[WORK TO BE COMPLETED]
Reproduce the listing below verbatim, from the first line through the last, and leave the picture out of your copy.

[ITEMS]
## Start

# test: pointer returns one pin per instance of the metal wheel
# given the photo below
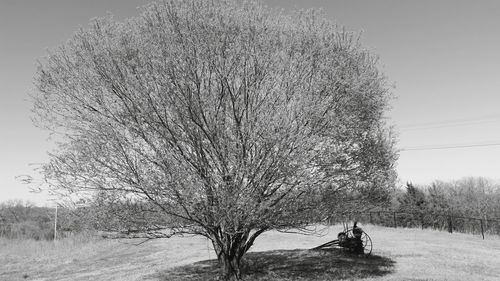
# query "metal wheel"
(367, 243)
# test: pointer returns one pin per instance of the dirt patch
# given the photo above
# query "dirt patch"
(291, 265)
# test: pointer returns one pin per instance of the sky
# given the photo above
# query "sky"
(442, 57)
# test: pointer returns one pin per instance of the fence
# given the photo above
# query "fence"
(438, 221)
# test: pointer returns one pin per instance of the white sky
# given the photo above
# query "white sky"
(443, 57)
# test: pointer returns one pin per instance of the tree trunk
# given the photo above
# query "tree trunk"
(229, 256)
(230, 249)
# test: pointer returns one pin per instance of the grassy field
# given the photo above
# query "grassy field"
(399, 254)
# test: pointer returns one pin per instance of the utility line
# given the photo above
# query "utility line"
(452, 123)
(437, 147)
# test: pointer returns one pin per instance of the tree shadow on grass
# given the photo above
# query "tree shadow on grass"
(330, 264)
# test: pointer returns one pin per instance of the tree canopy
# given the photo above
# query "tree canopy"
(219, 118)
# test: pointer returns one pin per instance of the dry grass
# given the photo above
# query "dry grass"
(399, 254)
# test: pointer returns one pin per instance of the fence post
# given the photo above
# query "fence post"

## End

[RESPONSE]
# test: pointer returns one pin per instance of the metal wheel
# given the photo below
# query "metal wheel"
(367, 243)
# test: pointer returns one pin per instance of the dirt patch
# given the photo above
# query "dirt patch"
(291, 265)
# test: pointer returns one pin per instance of the sky
# given the photo above
# query "sky"
(442, 57)
# test: pointer returns one pin per instance of the fence
# given the photo above
# query "fence"
(438, 221)
# test: pointer returns one pin per instance of the white sky
# given the photo above
# query "white sky"
(443, 57)
# test: pointer returns one pin per instance of the tree trunk
# given the photo above
# query "tree trunk"
(229, 256)
(230, 249)
# test: pointer returns one pin per instance of the grassy field
# given the photo above
# query "grassy field"
(399, 254)
# test: pointer returns one pin per instance of the utility line
# given the photo above
# query "utility line"
(452, 123)
(437, 147)
# test: pointer returns one pin per instance of the tree shadow on grass
# given the photo above
# query "tree shadow on grass"
(330, 264)
# test: pointer returns one pin per instance of the tree canopy
# given the photo above
# query "tree canopy"
(219, 118)
# test: pointer returns one pin per instance of the dry grass
# given the photo above
# query "dry grass"
(399, 254)
# test: pointer returns one pin per instance of the fence post
# given the photo above
# query "fence post"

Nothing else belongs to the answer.